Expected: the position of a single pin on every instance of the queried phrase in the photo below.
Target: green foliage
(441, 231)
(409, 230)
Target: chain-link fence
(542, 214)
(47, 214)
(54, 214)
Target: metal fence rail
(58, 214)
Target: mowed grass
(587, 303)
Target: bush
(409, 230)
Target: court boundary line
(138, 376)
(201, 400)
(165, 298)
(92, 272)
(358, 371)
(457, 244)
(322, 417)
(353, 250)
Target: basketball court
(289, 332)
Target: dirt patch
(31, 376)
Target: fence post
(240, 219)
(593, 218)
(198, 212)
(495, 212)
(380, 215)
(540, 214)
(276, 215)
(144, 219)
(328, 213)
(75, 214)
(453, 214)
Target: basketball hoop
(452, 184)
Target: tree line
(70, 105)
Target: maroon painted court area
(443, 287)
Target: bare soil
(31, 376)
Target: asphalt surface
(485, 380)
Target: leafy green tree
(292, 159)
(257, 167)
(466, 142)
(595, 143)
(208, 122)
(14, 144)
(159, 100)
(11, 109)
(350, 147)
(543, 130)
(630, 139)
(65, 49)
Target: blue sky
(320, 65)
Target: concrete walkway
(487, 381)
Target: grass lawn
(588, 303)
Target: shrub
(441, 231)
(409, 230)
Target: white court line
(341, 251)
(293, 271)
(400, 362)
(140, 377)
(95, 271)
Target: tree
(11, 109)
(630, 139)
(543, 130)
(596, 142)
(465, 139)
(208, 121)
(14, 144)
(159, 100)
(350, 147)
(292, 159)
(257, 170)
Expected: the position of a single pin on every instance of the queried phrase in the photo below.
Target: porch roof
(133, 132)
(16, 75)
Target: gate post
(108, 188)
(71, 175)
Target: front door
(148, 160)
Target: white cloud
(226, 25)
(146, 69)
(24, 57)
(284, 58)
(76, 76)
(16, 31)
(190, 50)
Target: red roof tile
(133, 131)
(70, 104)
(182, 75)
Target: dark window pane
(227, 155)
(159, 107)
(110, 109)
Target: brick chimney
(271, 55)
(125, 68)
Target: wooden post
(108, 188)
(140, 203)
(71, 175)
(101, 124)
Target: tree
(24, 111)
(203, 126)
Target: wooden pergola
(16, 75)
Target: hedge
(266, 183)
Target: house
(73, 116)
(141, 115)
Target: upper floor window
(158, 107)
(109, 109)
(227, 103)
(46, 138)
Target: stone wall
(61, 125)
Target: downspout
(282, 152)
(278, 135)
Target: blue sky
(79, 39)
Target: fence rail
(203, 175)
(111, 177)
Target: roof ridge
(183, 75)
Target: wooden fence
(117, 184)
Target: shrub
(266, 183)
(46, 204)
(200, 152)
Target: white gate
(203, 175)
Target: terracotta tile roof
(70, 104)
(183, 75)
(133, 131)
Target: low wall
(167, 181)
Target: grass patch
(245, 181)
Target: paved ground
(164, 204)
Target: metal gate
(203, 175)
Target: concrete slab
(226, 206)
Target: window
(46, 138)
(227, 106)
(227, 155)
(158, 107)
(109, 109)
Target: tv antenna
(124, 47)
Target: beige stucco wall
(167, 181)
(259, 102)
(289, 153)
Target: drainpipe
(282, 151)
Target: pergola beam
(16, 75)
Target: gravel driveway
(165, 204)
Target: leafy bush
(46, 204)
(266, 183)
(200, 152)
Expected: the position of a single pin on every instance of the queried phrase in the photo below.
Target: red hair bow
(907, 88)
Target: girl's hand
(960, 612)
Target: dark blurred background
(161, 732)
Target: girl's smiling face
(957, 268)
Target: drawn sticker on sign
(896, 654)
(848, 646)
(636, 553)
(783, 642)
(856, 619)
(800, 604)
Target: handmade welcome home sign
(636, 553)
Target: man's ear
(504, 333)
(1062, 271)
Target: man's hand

——

▶ _Task item_
Only the lines from the one that contains "Target: metal gate" to the end of the entries above should be given again, exactly and in full.

▶ _Task solution_
Target: metal gate
(203, 175)
Target: concrete slab
(226, 206)
Target: window
(46, 138)
(227, 106)
(227, 155)
(158, 107)
(109, 109)
Target: tv antenna
(124, 47)
Target: beige stucco wall
(167, 181)
(259, 102)
(289, 153)
Target: drainpipe
(282, 151)
Target: pergola beam
(16, 75)
Target: gravel driveway
(165, 204)
Target: leafy bush
(46, 204)
(266, 183)
(200, 152)
Expected: the position of a single pin on every instance of the queried phrase in the photo below.
Target: red hair bow
(907, 88)
Target: girl's hand
(960, 612)
Target: dark blurred background
(161, 732)
Target: girl's smiling face
(957, 268)
Target: drawn sticker on sign
(896, 654)
(848, 646)
(636, 553)
(783, 642)
(856, 619)
(800, 604)
Target: handmade welcome home sign
(636, 553)
Target: man's ear
(504, 333)
(1062, 271)
Target: man's hand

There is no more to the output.